* [Directions for this task] In full and without alteration, transcribe the listing.

* [Extracted entries]
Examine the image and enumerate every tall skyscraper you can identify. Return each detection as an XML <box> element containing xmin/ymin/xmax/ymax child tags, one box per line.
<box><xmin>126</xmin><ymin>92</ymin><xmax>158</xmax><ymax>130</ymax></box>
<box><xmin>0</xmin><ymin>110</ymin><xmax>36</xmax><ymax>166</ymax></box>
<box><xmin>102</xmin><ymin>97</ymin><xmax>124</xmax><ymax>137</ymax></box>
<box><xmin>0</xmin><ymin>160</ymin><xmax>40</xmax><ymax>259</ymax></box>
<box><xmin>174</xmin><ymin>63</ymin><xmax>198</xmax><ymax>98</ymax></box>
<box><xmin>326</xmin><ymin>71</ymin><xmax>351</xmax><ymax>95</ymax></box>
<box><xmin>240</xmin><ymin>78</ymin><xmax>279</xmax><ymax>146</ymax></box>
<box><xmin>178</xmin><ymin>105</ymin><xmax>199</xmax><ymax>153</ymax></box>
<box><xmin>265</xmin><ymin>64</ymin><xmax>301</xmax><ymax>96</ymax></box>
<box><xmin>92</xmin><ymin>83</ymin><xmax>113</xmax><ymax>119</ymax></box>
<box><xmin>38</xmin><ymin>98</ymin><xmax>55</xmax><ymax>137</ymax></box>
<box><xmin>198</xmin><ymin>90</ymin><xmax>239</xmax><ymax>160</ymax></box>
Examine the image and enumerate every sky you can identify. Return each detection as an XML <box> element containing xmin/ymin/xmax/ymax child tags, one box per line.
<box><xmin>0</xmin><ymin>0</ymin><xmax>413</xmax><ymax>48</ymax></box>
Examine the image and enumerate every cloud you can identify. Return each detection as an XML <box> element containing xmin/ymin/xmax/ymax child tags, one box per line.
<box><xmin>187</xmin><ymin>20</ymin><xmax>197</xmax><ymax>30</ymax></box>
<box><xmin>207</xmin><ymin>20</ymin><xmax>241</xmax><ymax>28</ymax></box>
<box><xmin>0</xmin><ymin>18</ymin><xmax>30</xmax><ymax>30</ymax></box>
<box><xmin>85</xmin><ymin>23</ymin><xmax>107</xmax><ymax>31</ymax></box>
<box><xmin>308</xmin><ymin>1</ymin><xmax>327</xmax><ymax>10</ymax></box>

* [Output for this task]
Examine the image and enumerate every tall skyscraper you can identify. Return each detection as an XML <box> element containing xmin/ymin/xmax/ymax child tags, one box per line.
<box><xmin>126</xmin><ymin>92</ymin><xmax>158</xmax><ymax>130</ymax></box>
<box><xmin>0</xmin><ymin>110</ymin><xmax>36</xmax><ymax>166</ymax></box>
<box><xmin>102</xmin><ymin>97</ymin><xmax>124</xmax><ymax>137</ymax></box>
<box><xmin>0</xmin><ymin>160</ymin><xmax>40</xmax><ymax>259</ymax></box>
<box><xmin>174</xmin><ymin>63</ymin><xmax>198</xmax><ymax>98</ymax></box>
<box><xmin>326</xmin><ymin>71</ymin><xmax>351</xmax><ymax>95</ymax></box>
<box><xmin>240</xmin><ymin>78</ymin><xmax>279</xmax><ymax>146</ymax></box>
<box><xmin>178</xmin><ymin>105</ymin><xmax>199</xmax><ymax>153</ymax></box>
<box><xmin>265</xmin><ymin>64</ymin><xmax>301</xmax><ymax>96</ymax></box>
<box><xmin>92</xmin><ymin>83</ymin><xmax>113</xmax><ymax>119</ymax></box>
<box><xmin>38</xmin><ymin>98</ymin><xmax>55</xmax><ymax>137</ymax></box>
<box><xmin>198</xmin><ymin>90</ymin><xmax>239</xmax><ymax>160</ymax></box>
Examine the image and enumerate every sky you can identify. Return each detection as an XML <box> element containing xmin/ymin/xmax/ymax child tags, one box per line.
<box><xmin>0</xmin><ymin>0</ymin><xmax>413</xmax><ymax>48</ymax></box>
Examine the image and enumerate every cloud you can identify. Return each detection as an XML <box> element containing xmin/ymin/xmax/ymax child tags, one box per line.
<box><xmin>187</xmin><ymin>20</ymin><xmax>197</xmax><ymax>30</ymax></box>
<box><xmin>207</xmin><ymin>20</ymin><xmax>241</xmax><ymax>28</ymax></box>
<box><xmin>0</xmin><ymin>18</ymin><xmax>30</xmax><ymax>30</ymax></box>
<box><xmin>85</xmin><ymin>23</ymin><xmax>107</xmax><ymax>31</ymax></box>
<box><xmin>308</xmin><ymin>1</ymin><xmax>327</xmax><ymax>10</ymax></box>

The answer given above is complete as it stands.